## Direction:
Count the lines of the data below that contain the string "hood", and reply with that number alone.

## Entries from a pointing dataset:
## begin

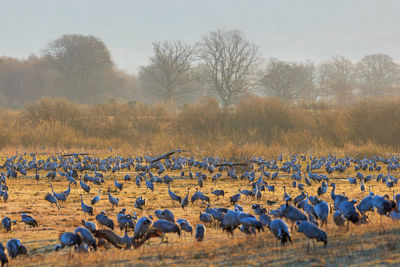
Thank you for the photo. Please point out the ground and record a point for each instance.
(361, 244)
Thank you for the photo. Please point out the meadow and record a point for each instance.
(361, 244)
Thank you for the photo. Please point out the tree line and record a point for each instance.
(222, 64)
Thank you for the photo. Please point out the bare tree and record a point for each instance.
(337, 78)
(85, 67)
(288, 80)
(378, 74)
(229, 62)
(169, 71)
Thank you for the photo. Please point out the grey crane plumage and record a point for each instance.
(235, 198)
(84, 186)
(338, 218)
(322, 211)
(96, 198)
(113, 200)
(230, 221)
(349, 211)
(185, 200)
(291, 213)
(165, 214)
(206, 217)
(3, 255)
(68, 191)
(86, 237)
(104, 220)
(185, 225)
(265, 219)
(68, 239)
(92, 227)
(140, 202)
(49, 197)
(149, 185)
(218, 192)
(119, 186)
(311, 231)
(85, 208)
(142, 227)
(174, 196)
(200, 232)
(60, 197)
(125, 221)
(280, 230)
(337, 199)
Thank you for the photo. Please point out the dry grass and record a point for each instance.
(254, 126)
(362, 244)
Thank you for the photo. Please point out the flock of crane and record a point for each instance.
(306, 212)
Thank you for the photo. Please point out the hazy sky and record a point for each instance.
(291, 30)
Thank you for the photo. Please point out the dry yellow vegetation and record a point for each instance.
(365, 243)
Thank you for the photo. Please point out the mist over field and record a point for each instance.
(199, 133)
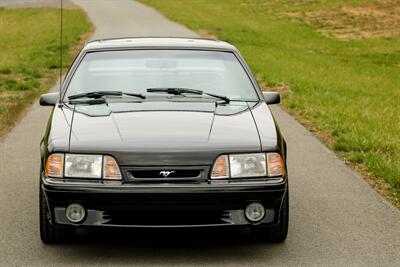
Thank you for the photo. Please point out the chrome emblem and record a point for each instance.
(166, 173)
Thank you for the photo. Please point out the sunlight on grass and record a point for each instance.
(29, 54)
(347, 91)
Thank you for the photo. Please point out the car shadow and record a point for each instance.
(159, 246)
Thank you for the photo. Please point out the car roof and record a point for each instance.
(159, 42)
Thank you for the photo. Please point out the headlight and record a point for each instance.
(248, 165)
(82, 166)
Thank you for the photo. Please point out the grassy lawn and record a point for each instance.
(29, 55)
(337, 64)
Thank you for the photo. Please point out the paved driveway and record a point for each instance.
(336, 218)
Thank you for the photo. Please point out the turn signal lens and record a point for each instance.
(55, 165)
(221, 168)
(275, 164)
(111, 169)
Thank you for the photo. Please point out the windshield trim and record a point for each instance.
(80, 57)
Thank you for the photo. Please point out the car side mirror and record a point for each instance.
(49, 99)
(272, 98)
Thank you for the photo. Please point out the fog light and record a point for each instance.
(255, 212)
(75, 213)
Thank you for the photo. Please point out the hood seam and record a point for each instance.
(255, 124)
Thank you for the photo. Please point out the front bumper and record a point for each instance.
(164, 205)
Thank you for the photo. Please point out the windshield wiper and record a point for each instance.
(96, 101)
(100, 94)
(179, 91)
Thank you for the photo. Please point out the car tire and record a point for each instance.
(50, 234)
(276, 233)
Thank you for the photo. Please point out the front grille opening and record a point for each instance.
(159, 217)
(164, 174)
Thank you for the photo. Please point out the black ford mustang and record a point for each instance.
(162, 132)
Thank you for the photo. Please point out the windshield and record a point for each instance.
(134, 71)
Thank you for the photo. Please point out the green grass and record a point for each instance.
(348, 92)
(29, 55)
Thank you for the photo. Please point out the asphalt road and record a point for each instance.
(336, 219)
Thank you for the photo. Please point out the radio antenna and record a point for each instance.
(61, 43)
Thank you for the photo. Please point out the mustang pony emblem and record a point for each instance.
(166, 173)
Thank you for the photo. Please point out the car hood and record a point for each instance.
(167, 133)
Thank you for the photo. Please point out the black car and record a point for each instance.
(162, 132)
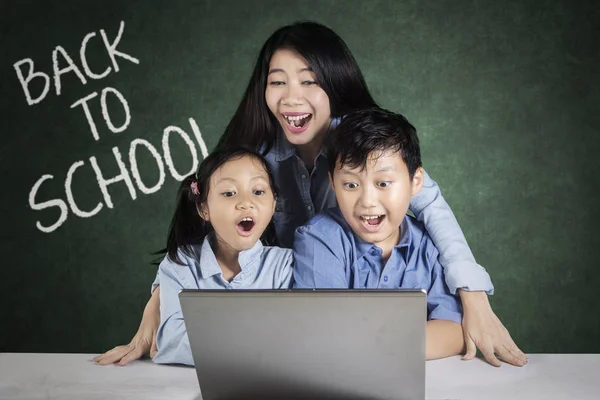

## end

## Output of the exercise:
2